INSTRUCTIONS FOR THE TASK
Summarize the text below on the carbon and nitrogen cycles in two sentences.

A bit about the carbon cycle?

A

Involves fixation and respiration of carbon.
Microoganisms fix CO2, use it to make organic material, are involved in decomposition & biodegradation, perform methanogenesis (conversion of carbon dioxide into methane).

19
Q

A bit about the nitrogen cycle?

A

Involves fixation, ammonification, nitrification and denitrification.
Cycling is mainly through biological processes but chemical reactions contribute to fixation.

20
Q

What is ammonification (nitrogen cycle, aka mineralisation)?

A

Produces ammonia from organic compounds

  • Deamination of amino acids releases ammonia gas (NH3)
  • NH3 solubilised in presence of H2O to form ammonium ions (NH4)
21
Q

What is nitrification? Describe the 2 steps and the microoganisms they involve

A

Biological oxidation of ammonia to nitrate.

DATASET EXTRACT
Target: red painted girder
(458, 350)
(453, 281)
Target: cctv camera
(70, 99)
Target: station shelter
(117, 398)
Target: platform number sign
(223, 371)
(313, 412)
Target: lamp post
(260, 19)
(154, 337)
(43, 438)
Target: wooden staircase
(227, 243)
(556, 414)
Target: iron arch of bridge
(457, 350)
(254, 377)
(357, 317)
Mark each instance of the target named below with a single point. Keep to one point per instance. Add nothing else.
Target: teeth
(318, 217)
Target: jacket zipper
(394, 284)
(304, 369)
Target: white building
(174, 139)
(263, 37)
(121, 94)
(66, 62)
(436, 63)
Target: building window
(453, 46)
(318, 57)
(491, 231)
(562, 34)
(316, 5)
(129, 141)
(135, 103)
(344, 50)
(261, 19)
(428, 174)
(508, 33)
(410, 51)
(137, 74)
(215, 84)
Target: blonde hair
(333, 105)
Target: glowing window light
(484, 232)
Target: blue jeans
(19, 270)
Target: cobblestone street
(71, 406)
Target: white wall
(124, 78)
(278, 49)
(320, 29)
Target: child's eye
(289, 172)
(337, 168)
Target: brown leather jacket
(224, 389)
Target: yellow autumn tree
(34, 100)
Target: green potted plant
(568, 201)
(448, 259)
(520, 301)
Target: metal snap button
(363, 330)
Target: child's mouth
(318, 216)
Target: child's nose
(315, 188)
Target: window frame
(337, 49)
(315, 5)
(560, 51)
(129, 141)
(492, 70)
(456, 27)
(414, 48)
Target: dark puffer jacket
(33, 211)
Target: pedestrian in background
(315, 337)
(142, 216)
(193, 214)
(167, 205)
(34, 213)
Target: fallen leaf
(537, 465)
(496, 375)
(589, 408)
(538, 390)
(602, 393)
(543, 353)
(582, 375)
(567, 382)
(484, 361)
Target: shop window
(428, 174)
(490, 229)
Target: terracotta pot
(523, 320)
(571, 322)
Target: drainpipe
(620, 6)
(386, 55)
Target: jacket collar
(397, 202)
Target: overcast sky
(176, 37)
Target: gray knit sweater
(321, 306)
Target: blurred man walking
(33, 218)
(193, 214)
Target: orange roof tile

REPLY
The carbon cycle involves the fixation and respiration of carbon, and microorganisms take part by fixing CO2 to make organic material, by decomposition and biodegradation, and by converting carbon dioxide into methane. The nitrogen cycle, driven mainly by biological processes, involves fixation, ammonification (which produces ammonia from organic compounds through deamination of amino acids), nitrification (the biological oxidation of ammonia to nitrate), and denitrification.